>> start Material provided

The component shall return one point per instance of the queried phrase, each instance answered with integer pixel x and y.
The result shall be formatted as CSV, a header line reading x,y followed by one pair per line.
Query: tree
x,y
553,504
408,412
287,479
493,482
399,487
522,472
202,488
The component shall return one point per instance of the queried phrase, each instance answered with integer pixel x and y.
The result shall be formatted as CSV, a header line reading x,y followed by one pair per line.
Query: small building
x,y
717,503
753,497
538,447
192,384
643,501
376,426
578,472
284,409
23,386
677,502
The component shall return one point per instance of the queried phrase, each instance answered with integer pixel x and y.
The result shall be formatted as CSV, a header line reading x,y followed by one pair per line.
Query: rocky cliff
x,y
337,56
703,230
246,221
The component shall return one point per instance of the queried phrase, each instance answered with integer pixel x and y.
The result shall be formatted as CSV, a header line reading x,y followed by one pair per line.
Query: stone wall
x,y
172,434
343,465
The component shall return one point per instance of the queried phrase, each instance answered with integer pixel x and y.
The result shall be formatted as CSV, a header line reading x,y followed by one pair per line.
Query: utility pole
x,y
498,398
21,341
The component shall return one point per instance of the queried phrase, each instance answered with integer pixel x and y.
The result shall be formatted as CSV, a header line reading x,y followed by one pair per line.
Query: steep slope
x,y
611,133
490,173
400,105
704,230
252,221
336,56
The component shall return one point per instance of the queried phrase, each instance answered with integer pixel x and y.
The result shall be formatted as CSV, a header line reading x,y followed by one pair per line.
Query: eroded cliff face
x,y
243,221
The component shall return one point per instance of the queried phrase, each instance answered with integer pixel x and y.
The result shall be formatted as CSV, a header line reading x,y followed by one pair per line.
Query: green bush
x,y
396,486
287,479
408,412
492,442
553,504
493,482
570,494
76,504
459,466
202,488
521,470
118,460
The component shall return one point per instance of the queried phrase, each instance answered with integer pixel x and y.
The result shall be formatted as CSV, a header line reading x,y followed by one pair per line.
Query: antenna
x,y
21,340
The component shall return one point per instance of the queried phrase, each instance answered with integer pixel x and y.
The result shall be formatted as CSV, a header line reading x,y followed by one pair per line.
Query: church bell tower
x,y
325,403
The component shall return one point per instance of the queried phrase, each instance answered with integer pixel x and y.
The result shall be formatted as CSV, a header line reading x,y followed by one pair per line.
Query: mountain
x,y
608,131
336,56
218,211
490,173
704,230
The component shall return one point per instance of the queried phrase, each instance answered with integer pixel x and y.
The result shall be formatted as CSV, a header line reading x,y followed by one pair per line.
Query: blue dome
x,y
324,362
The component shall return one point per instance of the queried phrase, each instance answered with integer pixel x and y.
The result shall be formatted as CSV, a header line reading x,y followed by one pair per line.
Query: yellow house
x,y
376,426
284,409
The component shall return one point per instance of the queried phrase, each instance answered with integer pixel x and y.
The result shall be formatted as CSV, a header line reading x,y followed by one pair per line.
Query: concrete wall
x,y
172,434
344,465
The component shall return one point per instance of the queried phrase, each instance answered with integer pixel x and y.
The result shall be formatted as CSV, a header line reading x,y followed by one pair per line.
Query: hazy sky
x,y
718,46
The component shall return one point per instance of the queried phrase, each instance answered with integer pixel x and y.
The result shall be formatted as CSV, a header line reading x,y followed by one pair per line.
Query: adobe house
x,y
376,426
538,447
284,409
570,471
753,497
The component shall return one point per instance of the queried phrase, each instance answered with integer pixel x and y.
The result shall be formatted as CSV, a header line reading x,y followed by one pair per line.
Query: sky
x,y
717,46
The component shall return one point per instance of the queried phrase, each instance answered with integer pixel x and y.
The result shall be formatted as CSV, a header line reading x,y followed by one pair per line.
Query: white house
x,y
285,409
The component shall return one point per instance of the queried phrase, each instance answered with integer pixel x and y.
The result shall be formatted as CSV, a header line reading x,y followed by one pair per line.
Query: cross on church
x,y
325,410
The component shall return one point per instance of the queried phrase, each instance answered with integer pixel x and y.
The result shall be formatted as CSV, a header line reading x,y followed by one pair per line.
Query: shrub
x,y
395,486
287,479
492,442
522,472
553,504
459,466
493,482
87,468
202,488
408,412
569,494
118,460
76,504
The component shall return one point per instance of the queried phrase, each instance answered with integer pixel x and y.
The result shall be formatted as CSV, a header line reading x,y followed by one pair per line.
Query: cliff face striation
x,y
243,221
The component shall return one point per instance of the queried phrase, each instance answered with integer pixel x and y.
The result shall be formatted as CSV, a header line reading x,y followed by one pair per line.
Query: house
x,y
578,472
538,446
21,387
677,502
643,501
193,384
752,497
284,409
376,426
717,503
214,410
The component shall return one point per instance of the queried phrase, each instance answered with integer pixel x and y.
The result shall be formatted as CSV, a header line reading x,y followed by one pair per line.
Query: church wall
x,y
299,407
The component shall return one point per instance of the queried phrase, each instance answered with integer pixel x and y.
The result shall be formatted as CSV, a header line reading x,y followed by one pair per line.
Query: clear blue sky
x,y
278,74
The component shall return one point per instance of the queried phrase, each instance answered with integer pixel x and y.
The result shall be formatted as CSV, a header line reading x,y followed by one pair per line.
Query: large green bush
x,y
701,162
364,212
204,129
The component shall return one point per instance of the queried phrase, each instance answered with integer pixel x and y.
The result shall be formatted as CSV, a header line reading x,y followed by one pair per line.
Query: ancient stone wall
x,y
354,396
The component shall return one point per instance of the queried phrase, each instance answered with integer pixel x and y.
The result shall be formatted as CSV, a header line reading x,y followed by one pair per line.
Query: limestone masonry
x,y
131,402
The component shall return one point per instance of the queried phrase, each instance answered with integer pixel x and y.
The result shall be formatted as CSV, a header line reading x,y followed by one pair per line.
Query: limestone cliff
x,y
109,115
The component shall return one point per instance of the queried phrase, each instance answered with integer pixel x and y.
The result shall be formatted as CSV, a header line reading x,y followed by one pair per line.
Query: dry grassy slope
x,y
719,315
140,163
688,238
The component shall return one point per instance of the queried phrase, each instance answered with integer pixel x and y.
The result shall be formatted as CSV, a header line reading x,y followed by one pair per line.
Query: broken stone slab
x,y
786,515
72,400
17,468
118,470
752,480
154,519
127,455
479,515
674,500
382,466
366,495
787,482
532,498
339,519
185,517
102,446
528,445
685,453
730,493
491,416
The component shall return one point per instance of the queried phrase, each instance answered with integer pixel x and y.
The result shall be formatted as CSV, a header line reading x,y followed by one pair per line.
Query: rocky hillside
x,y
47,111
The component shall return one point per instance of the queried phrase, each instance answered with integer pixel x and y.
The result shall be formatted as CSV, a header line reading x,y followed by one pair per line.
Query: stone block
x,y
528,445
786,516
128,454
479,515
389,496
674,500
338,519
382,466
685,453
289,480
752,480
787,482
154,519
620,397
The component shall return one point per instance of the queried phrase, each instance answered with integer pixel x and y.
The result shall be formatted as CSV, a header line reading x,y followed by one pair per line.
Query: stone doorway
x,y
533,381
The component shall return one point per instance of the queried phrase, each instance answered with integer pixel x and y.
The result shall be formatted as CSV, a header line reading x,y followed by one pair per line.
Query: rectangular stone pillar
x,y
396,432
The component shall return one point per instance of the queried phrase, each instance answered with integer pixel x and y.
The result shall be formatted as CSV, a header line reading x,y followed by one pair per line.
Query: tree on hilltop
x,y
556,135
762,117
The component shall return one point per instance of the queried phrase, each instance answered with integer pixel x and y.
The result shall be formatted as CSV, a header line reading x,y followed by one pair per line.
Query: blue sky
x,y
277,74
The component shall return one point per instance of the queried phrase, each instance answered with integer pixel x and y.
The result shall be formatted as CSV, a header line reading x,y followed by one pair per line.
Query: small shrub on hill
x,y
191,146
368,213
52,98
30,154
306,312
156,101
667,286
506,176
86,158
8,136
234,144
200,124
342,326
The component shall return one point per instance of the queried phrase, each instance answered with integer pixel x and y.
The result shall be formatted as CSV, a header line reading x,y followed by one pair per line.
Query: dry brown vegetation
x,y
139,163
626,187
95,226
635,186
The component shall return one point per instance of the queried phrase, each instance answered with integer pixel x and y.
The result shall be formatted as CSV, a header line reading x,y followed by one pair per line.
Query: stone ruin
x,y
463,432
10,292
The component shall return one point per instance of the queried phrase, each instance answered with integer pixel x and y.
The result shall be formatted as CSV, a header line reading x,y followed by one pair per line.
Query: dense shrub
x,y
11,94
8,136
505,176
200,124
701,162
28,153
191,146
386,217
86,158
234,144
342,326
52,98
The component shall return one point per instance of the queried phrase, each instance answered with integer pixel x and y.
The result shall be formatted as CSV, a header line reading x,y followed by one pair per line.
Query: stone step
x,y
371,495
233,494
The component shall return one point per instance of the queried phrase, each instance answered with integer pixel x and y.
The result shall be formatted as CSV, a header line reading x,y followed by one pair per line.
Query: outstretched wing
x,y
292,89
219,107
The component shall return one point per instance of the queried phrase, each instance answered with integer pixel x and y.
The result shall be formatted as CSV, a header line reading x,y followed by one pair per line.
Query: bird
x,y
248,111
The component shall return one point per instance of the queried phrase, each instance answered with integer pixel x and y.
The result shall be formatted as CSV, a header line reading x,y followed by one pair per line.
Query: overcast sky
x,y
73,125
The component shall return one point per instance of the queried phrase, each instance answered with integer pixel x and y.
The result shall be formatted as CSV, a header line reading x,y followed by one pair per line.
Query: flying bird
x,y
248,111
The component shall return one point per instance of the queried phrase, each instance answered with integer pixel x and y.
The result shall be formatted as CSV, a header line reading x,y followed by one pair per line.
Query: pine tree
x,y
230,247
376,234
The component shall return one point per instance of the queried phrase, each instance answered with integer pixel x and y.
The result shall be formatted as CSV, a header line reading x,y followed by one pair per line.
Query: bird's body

>> end Material provided

How many lines of the listing above contain the string "house", with case counting? Reply with the number alone.

▶ _The response_:
4